- [Your instructions] Copy out every one of the rows below word for word. Leave the pictures out.

- [Material for this exercise]
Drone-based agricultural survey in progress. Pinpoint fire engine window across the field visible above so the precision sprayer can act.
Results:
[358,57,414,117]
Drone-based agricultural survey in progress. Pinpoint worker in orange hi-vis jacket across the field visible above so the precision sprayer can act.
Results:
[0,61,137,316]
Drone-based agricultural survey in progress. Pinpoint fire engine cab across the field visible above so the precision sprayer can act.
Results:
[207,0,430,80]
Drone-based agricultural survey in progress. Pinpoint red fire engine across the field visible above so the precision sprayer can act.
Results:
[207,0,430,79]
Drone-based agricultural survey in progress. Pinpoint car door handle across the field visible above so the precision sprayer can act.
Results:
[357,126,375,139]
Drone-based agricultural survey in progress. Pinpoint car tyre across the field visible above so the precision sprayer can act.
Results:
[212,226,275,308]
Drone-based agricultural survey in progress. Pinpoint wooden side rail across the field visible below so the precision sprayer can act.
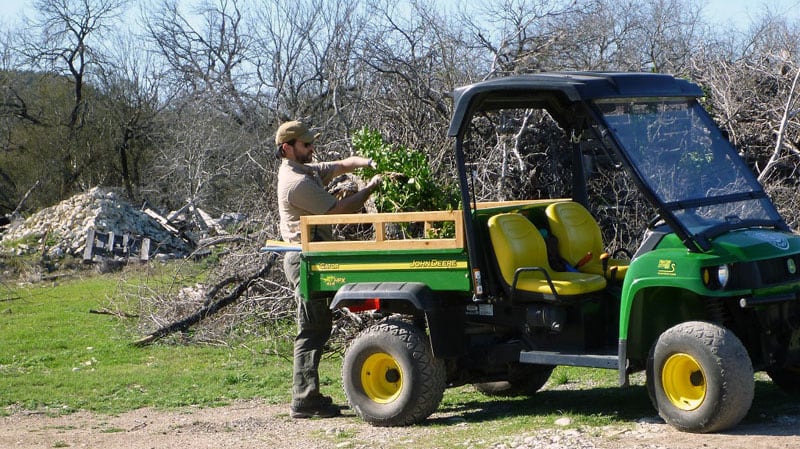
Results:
[300,210,464,252]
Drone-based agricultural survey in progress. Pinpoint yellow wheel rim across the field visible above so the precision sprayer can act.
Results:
[361,352,403,404]
[661,353,708,411]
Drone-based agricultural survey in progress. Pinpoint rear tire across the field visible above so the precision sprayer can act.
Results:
[647,321,755,433]
[473,363,555,397]
[342,320,446,427]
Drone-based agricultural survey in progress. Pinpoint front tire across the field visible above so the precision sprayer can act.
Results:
[342,320,446,427]
[647,321,755,433]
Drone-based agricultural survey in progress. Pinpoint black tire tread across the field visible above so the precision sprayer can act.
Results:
[342,320,446,427]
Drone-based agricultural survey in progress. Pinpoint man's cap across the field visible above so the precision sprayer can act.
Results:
[275,120,319,145]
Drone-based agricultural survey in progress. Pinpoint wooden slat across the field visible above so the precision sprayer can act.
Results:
[300,210,464,252]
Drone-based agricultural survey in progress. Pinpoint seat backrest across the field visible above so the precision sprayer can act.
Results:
[545,201,604,266]
[488,213,550,285]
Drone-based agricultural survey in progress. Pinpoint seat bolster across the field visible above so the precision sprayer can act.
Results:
[517,271,606,296]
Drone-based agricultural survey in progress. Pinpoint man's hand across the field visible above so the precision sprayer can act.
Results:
[367,158,378,170]
[366,174,383,192]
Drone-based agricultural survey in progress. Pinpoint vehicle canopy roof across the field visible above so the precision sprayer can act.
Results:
[448,72,703,137]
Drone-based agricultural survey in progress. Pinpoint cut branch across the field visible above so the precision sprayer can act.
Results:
[133,253,278,346]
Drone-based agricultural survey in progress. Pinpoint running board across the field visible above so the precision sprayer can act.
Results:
[519,351,619,369]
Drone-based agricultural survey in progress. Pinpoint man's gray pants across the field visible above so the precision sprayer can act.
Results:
[283,252,333,407]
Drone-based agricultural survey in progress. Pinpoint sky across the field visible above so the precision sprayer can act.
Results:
[0,0,800,32]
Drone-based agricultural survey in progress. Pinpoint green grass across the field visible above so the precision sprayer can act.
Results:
[0,276,300,413]
[0,268,800,447]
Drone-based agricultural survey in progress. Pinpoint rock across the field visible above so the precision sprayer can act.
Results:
[0,188,193,257]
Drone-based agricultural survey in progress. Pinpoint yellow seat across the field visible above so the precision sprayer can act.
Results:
[545,202,628,281]
[488,213,606,296]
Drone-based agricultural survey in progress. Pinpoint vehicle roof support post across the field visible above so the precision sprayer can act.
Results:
[455,135,483,302]
[570,128,589,209]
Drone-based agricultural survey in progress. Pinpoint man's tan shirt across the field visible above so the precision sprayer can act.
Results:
[278,159,337,243]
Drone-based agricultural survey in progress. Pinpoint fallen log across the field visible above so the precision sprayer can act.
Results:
[133,253,278,346]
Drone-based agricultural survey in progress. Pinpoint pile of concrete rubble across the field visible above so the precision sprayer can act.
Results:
[0,188,241,257]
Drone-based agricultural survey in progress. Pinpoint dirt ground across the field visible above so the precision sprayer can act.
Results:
[0,401,800,449]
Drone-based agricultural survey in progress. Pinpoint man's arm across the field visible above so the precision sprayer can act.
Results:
[333,156,376,177]
[326,174,382,214]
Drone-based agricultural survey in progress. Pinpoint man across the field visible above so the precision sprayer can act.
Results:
[275,121,381,418]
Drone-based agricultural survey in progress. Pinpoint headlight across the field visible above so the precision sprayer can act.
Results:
[717,265,731,288]
[703,265,731,290]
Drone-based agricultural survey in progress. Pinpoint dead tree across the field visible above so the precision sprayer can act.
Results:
[133,253,278,346]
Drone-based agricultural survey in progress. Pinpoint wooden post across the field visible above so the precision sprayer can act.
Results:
[83,229,94,262]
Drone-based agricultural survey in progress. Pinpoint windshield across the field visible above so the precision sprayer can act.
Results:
[597,98,782,245]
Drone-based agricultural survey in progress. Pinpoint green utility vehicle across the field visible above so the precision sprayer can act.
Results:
[301,73,800,432]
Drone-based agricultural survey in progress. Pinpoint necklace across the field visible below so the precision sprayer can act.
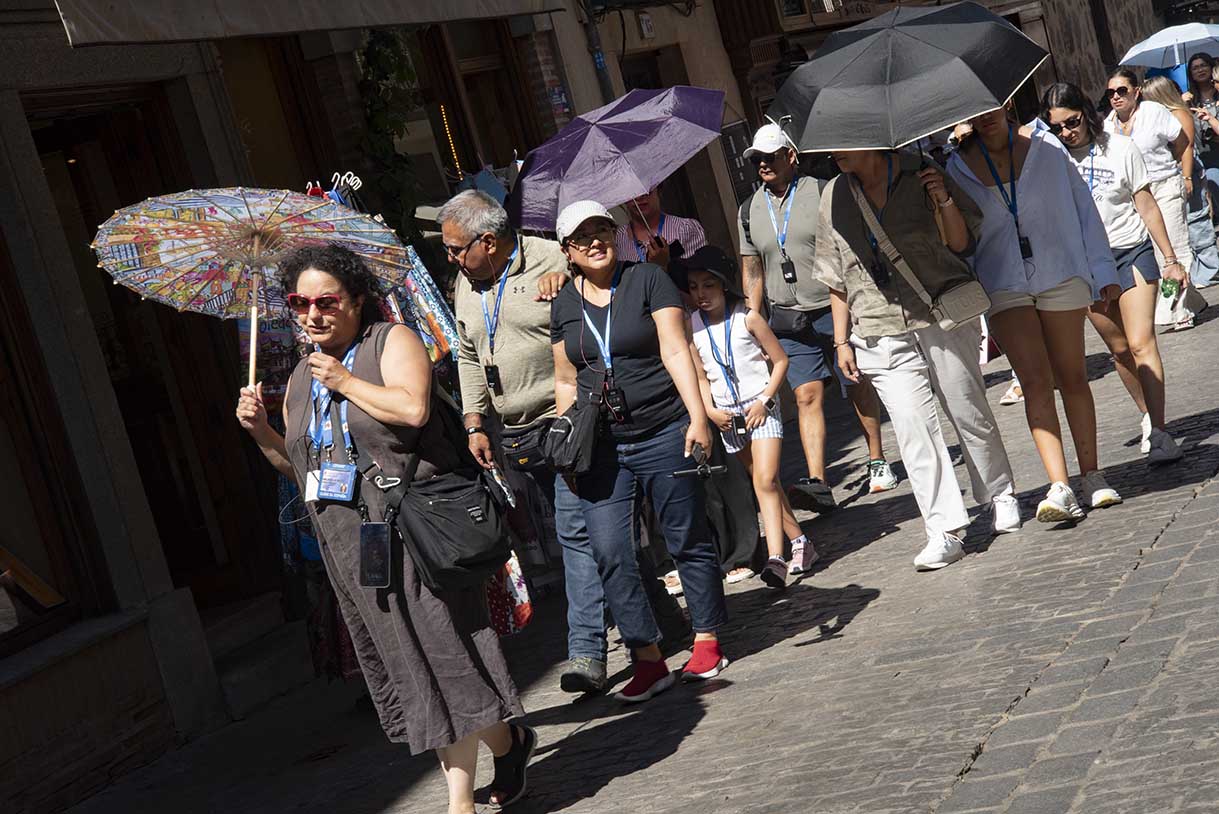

- [Final answer]
Drone-based agricultural survey in progress. Pinpoint fire engine window across the field visible above so the precision sprayer can act.
Results:
[358,57,414,117]
Drone-based agricultural survey in progress. Pinpoint worker in orange hi-vis jacket across the field visible above so the precision sprayer can act.
Results:
[0,61,137,316]
Drone-based agricultural survey in progress. Pinpoint fire engine cab across the field visible above so the precision sprayer can act.
Results:
[207,0,430,80]
Drone-based agricultural survey in progress. Pinpoint red fire engine across the field visible above so the precision sprayer can act.
Results:
[207,0,430,79]
Drone-based agricultural survey in progress. Pinpoint car door handle across the field visible above so the precision sprayer can act.
Results:
[357,126,375,139]
Drone-based agricultural survey in progress. Pinpoint car tyre across the field visible above so the precision sprayer can act.
Results:
[212,226,275,308]
Drone-based agricultural survey in progress. Pinpoint wooden side rail across the field visible below so the precision sprayer can act.
Results:
[300,210,464,252]
Drone-based agricultural survey in progress. Pinpoint yellow wheel rim across the field visible above so the precision sprayer can act.
Results:
[361,352,403,404]
[661,353,708,411]
Drone-based agricultural survey in progress. Pinpoint rear tire across the field visible above so the precision sprayer can act.
Results:
[647,321,755,433]
[473,363,555,397]
[342,320,446,427]
Drone-based agricultural survey in progress. Pinpoint front tire across the field visible above so the precision sprayer can act.
Results:
[342,320,446,427]
[647,321,755,433]
Drone-based agricultural survey in progress. Pinpoint black tire tread across the field visible above so the precision sprayer can act.
Results:
[342,320,446,427]
Drone-based agricultural survey in progress. Pinpoint man's cap across the field visible above so the precision sprayer can act.
Results:
[275,120,319,145]
Drone-based agricultural survey in progress. Pinpoint wooden slat across the field visible above so the precision sprayer can act.
Results:
[300,210,464,252]
Drone-based agricultural survey in progress. Pinpoint seat backrest across the field visible above so the precision sprayer can act.
Results:
[545,201,604,266]
[488,213,550,285]
Drone-based agricultural survey in progress. Pinpoint seat bolster across the field visible above so the precision sprayer can act.
Results:
[517,271,606,296]
Drone-based agricultural survey in progress. Pinpoint man's hand across the field visible above so the precision sprayer can act.
Results:
[367,158,378,170]
[366,174,383,192]
Drone-based agricultural survey in progress. Pinpoint vehicle canopy roof across the field visible above so the precision sprayer can act.
Results:
[448,72,703,137]
Drone-based agricultural survey in progress. Pinpoint cut branch across the field visible above so the precision sprayer can act.
Results:
[133,253,278,346]
Drone-based agricultural survey in progress. Pinpoint running board across the field visible above so the precision sprayer can act.
Results:
[519,351,619,369]
Drone-based agricultural survey in progress. Pinpoint man's gray pants across the field visible above so the precision sprayer can act.
Results:
[283,252,333,407]
Drone-based agricultural survey in progress. Pinpoint sky across the field visible above so the precision sprayer can act.
Results:
[0,0,800,32]
Drone-based agricultural survey in progress. Pinpoint green grass across the field visible above so the precision sprayer can act.
Results:
[0,276,300,413]
[0,268,800,447]
Drone-based agricultural survey in progress. Pinpoint rock across the field visible above so the precision sprayer can act.
Results:
[0,188,193,257]
Drone-based agricultural survey in progress. Pinpoint yellow seat across the field visible above so the precision sprayer can act.
Results:
[545,202,628,281]
[488,213,606,296]
Drone-based agricultural survey in progress. Pinpoint vehicle roof support post across the field visible above so the precision sprayer can act.
Results:
[455,135,483,302]
[570,128,589,209]
Drone-based agricultural survey in progress. Pinpoint man's tan shirt across the field visible above so the precision sprayer can act.
Results:
[278,159,337,243]
Drone-based agricultural survey in progress. Pinpoint fallen log across the field visible above so the precision sprayer can act.
Results:
[133,253,278,346]
Drone-based agricultural survey in progress. Pinpoint pile of concrete rubble across the field visible above so the precision sprayer can act.
Results:
[0,188,241,257]
Drone-based agricultural survey in progress. Pinpoint dirt ground across the field visible above so the precision sprayer can act.
Results:
[0,401,800,449]
Drone-based agricultural survey in progress. Pinpoint man's arm across the field visible above so the precision sprayer can act.
Results:
[333,156,376,177]
[326,174,382,214]
Drone-based agricultural survey in progress. Pinpoint man across the field visible above so the precision sprayer can act.
Results:
[275,121,381,418]
Drone-based agricultural survey in progress. Pinpoint headlight across the field visible above so the precision sprayer can act.
Results:
[717,265,731,288]
[703,265,731,290]
Drone-based agricultural survey in progress. Pinpoint dead tree across the field visible above so the precision sprayer can act.
Results:
[133,253,278,346]
Drone-based agricultural survey in progress. Pinpoint wooden post across the field visible above so the precision sprayer can act.
Results:
[83,229,94,262]
Drone-based agricultural survey in progress. Pinpoint windshield across the field visible above so the precision sprayer can act.
Results:
[597,98,782,245]
Drone-based agricultural survey in progress. Pinpoint green utility vehicle across the field visible above so the precision sprayer can act.
Results:
[301,73,800,432]
Drone-based agricultural survey in progress. Pinpoint necklace across the field visible below so the precision sprayer can act.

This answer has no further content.